Exercise directions
Please carry on the roundup of gaming, comics, film, and fiction blog excerpts below, starting right after its last sentence.

## Begin Text to read

RPG (Matthew J. Constantine): Way back in the 80s when I was a wee lad and just getting into tabletop RPGs, I used to see Space 1889 on the shelf at a local game store and I thought it looked pretty cool. Somewhere around there, my father picked up a copy, and I used to thumb through it a bunch.  There was something in the setting that really hit a lot of my buttons. I was an Edgar Rice Burroughs, H.G. Wells, and Jules Verne fan, so that was probably enough. But the setting had something that drew me in.

Comic Books (ICV2): Marvel Comics announced Conan the Barbarian: Coming of Conan, the first volume of collected Conan books restored for The Original Marvel Years Epic Collection, for release into trade in June 2020. Conan’s adventures would become legend, but before he became king, he was Conan the Barbarian. In this new trade paperback, Roy Thomas and Barry Windsor-Smith bring Robert E. Howard’s barbarian to four-color life, and have restored the art to match the epic majesty of their original editions.

Cinema (Amatopia): So this Birds of Prey movie didn’t do so hot. The usual suspects are blaming misogyny among the movie-going public. The other usual suspects are blaming a marketing campaign that specifically told men that this movie was not for them. Now, both are apocryphal, as I have not found men telling other men not to see this movie because it features women, and I have also not found people involved with the making of the movie telling men “This movie is not for you.”

Tolkien (Sacnoth’s Scriptorium): we now know that Tolkien was nominated for the Nobel Prize in Literature at least three times: in 1961, when he was nominated by C. S. Lewis. in 1967, when his name appeared on the (alphabetical) long list as #58 of 70 nominees. In 1969, when he was #90 on the long list of 103 names. So far as I know he did not make the short list any of these times.

Weird Fiction & Appendix N (Goodman Games): Without August Derleth (1909-1971), you probably wouldn’t have that Cthulhu bumper sticker on your car, that Cthulhu for President poster, and certainly not that Plushie Cthulhu you have staring down at you from your geek-memorabilia shelf.  Not that Cthulhu would not exist, but he (it?) would be just one more forgotten character in a series of stories by an author unknown except to the most ardent of horror literati. Howard Philip Lovecraft’s greatest creation and most if not all of his fiction would have passed into obscurity if not for August Derleth’s founding of Arkham House publishing.

Fiction (DMR Books): These are stories of Jean Ray, who was known as “The Belgian Poe.” Other writers he was similar to are H. P. Lovecraft, William Hope Hodgson, and Guy de Maussapant. I first read Ray’s fiction in the doorstopper anthology The Weird by Jeff and Anne VanderMeer which reprinted his stories “The Mainz Psalter” and “The Shadowy Street.” Reading these stories, I felt like I did when I first read Lovecraft. They were tales of cosmic horror of immense power and imagination. I decided I would seek out more of his fiction.

RPG (Black Gate): For twenty years, the folks at Privateer Press have been creating games, primarily set in their Iron Kingdoms steampunk fantasy setting. They began with a series of RPG volumes, including an award-winning trilogy of adventures from 2001. These adventures, later collected into The Witchfire Trilogy, was built on the D20 System from Dungeons and Dragons 3E. Then Privateer Press really came into their own with the introduction of the Warmachine miniature wargame, focusing on armies that control massive metallic warjacks, one of the iconic creatures from their Iron Kingdoms setting.

## End Text to read
## Begin Stored records

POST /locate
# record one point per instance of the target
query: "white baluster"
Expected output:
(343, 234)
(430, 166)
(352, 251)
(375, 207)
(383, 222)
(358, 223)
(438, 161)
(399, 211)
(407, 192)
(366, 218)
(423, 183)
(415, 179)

## End Stored records

Exercise response
T.V. (Dark Worlds Quarterly): When I was in graduate school, one of my

favorite television shows was Highlander.  I’d seen the first and second movies, and while I’d enjoyed them, it was the TV show that really captured my imagination and made me think about immortals and immortality. A movie is limited to approximately two hours. By contrast, a weekly show has a lot more time to develop characters, backstory, plots and subplots, and story-arcs that can last for months or even years.

Fiction (Epoch Times): In 1907, the man who composed these verses won the Noble Prize for Literature at the remarkably young age of 41. He also wrote hundreds of short stories and several novels. Many of these were made into films in the 20th century, among which were “The Jungle Book,” “Kim,” “Gunga Din,” “Wee Willie Winkie,” “Captains Courageous,” “Soldiers Three,” and “The Man Who Would Be King.” (Reader, if you haven’t seen this last film, starring Sean Connery, Michael Caine, and Christopher Plummer, treat yourself to a great movie this winter.)

Fiction (Wasteland & Sky): A couple of years ago, Superversive Press announced a series of 12 volumes each containing short stories based on the classic planetary system. 9 were based on the planets, and two were based on the sides of the moon. Each volume would contain stories science fiction, fantasy, horror, and weird fiction, with everything in between. No genre style was off limits. All that mattered was matching tone and theme. As a themed series of short story anthologies, it was quite ambitious.

Retro-Science Fiction (25 Years Later): There are two closely-knit, though not necessarily always interchangeable, subgenres of the Golden Age of Science Fiction. Raypunk, or in architectural design circles referred to as Raygun Gothic, is the retrofuture with an eye for a bright future. Atompunk generates dystopian vibes and warns of a dreaded future in which the atomic bomb desecrated all humankind. Atompunk is bleak and afraid. Raypunk is quite excited for what tomorrow has in store.

Cinema (Jon Mollison): Bollywood often gets bandied about as an alternative to Hollywood fare by those cut back on consumption of it’s anti-American resentment.  Taken in by the flashy colors, the obvious national pride of the productions, and for some strange reason the song and dance numbers that break out on the regular, they seek solace in alien spectacle.  Personally, I find the sheer foreign-ness of Bollywood off-putting in much the same way I find anime incomprehensible. . . Enter Furious, the Russian made story of 17 brave warriors who stood up to a full Mongol horde.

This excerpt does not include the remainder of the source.